* Requirements
Give the data below again, word for word.

* Data to process
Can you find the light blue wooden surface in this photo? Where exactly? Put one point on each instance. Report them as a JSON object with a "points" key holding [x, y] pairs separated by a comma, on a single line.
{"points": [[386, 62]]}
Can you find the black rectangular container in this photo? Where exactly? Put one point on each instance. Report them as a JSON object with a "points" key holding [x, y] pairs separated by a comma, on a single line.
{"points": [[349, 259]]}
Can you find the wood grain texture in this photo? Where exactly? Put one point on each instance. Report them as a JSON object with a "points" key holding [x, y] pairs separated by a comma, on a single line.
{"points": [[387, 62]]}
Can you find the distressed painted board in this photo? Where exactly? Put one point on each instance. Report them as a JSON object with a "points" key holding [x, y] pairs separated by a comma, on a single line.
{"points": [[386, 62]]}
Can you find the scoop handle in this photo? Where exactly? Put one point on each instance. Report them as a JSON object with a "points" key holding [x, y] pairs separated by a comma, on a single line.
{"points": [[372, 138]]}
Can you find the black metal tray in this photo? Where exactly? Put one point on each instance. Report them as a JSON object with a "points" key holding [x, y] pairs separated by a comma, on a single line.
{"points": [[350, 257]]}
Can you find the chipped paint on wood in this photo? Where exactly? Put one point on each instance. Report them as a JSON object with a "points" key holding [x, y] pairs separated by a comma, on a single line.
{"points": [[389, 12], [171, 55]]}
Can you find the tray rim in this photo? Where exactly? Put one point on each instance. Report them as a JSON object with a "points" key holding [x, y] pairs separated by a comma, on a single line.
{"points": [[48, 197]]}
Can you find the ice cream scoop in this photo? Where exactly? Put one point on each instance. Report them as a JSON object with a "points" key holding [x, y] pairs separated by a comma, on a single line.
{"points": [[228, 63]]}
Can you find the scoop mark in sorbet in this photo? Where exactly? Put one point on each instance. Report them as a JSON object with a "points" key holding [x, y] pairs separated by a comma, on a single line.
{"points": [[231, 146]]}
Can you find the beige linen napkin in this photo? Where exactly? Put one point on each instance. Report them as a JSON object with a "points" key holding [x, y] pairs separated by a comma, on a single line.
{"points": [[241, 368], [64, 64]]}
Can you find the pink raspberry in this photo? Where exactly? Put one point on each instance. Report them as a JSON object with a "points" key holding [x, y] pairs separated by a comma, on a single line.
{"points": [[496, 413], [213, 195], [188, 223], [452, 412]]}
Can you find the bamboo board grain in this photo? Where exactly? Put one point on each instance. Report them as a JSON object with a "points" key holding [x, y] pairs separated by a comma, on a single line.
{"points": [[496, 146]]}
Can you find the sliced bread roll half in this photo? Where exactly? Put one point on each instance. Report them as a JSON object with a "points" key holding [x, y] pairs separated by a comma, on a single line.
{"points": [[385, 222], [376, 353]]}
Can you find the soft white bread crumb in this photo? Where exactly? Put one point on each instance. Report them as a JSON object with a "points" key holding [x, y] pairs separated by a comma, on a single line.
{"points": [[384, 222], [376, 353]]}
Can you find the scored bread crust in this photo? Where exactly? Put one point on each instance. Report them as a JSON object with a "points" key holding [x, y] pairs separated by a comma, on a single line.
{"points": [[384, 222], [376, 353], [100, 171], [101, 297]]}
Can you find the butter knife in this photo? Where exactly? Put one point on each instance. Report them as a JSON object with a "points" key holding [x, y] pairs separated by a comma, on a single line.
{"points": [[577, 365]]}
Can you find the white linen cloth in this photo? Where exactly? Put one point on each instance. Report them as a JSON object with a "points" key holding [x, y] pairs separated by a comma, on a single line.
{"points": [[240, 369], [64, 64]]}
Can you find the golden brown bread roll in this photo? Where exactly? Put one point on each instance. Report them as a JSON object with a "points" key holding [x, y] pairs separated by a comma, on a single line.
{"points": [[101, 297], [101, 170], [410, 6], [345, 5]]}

* Output for this task
Can you find the light blue wooden surface in this photo? Where exactly? Put one point on each instance. Report them as a JSON object with a "points" key holding [x, y] pairs separated by a comma, on a single line.
{"points": [[386, 62]]}
Can you find the black rectangular container in this photo? Where exactly? Put one point on each instance. Report them as a JSON object with a "points" key holding [x, y] pairs separated by a comma, on a single line.
{"points": [[349, 259]]}
Can you find the wood grain texture in this photo? Where exactly? Put one point on each instance. Report them as a JSON object with a "points" key holding [x, y] pairs separated by a comma, on a single line.
{"points": [[387, 62]]}
Can you find the distressed painted board in this photo? Where exactly? Put one point on each instance. Report them as a JSON object with a "points" key holding [x, y] pairs separated by a comma, on a single line.
{"points": [[386, 62]]}
Can you find the scoop handle in this photo? Where exactly? Put one point on each instance. Report them as a JSON object with a "points" key holding [x, y] pairs separated by a comma, on a single line.
{"points": [[372, 138]]}
Can you find the black metal tray in this photo? Where exactly? Put one point on each instance. Report them as a JSON object with a "points" key holding [x, y] pairs separated by a comma, on a single line.
{"points": [[350, 257]]}
Can you find the chipped paint on wood in this photo? Where exactly? Put one point on each instance. Report them as a JSON object with a "points" key holding [x, y] pairs separated by a comma, on a single line.
{"points": [[389, 12], [171, 55]]}
Can you find the tray rim in this photo? Where exactly? Put one point on each instance. Report them as a JSON object with a "points" key holding [x, y] pairs separated by a comma, on a single line.
{"points": [[48, 197]]}
Can you find the ice cream scoop in this photo? Where exactly? Put one point on each instance. Report them as a JSON object with a "points" key holding [x, y] pairs separated by a comma, on a single line.
{"points": [[228, 63]]}
Can you find the scoop mark in sorbet in this photo? Where exactly? Put one point on each instance. Report them as a JSON object with a "points" key holding [x, y] pairs separated by a comma, on a single line.
{"points": [[231, 146]]}
Can you find the beige linen napkin in this photo? Where exactly? Put one point on each instance. Report them as a JSON object with a "points" key holding [x, y] pairs separated by a comma, on a single line.
{"points": [[241, 368], [64, 64]]}
Can you find the pink raspberry in this photo? Where exactly? Put one point on each instance. Report them as a JSON object with a "points" key holding [x, y] pairs separated by a comma, on a single line.
{"points": [[496, 413], [213, 195], [188, 223], [452, 412]]}
Can you find the bamboo board grain in this photo? Where exactly? Put one point on each instance. Report them as a JSON object with a "points" key holding [x, y] pairs separated by a comma, on a single line.
{"points": [[496, 146]]}
Can you find the sliced bread roll half in this photo? Where exactly? Put one point on each instance. Report them as a JSON object with a "points" key holding [x, y] pairs separated by a comma, on a single line.
{"points": [[385, 222], [376, 353]]}
Can you find the soft white bread crumb in this photo? Where exactly? Put one point on each instance. Report them as a JSON object with a "points" key holding [x, y] pairs separated by a comma, on a single line.
{"points": [[384, 222], [376, 353]]}
Can you find the scored bread crust in this photo? Where exactly? Put one point on each instance. Report them as a JSON object with a "points" key holding [x, y] pairs separated by a comma, on a single line.
{"points": [[384, 222], [376, 353], [100, 171], [101, 297]]}
Can you find the butter knife in this photo? Where exactly? Put one point on each instance. Report them as a JSON object with a "points" key holding [x, y] pairs separated by a comma, on a single line.
{"points": [[577, 365]]}
Can you find the white linen cloth in this photo? Where exactly? Put one point on each instance. Report them as a JSON object with a "points" key holding [x, y] pairs separated by a comma, on a single line.
{"points": [[240, 369], [64, 64]]}
Can you find the golden brown bread roll in this photo? Where exactly? Put one point on each instance. Report them as a JSON object with a "points" key holding [x, y] pairs separated by a comma, on a single line.
{"points": [[101, 297], [101, 170], [410, 6], [345, 5]]}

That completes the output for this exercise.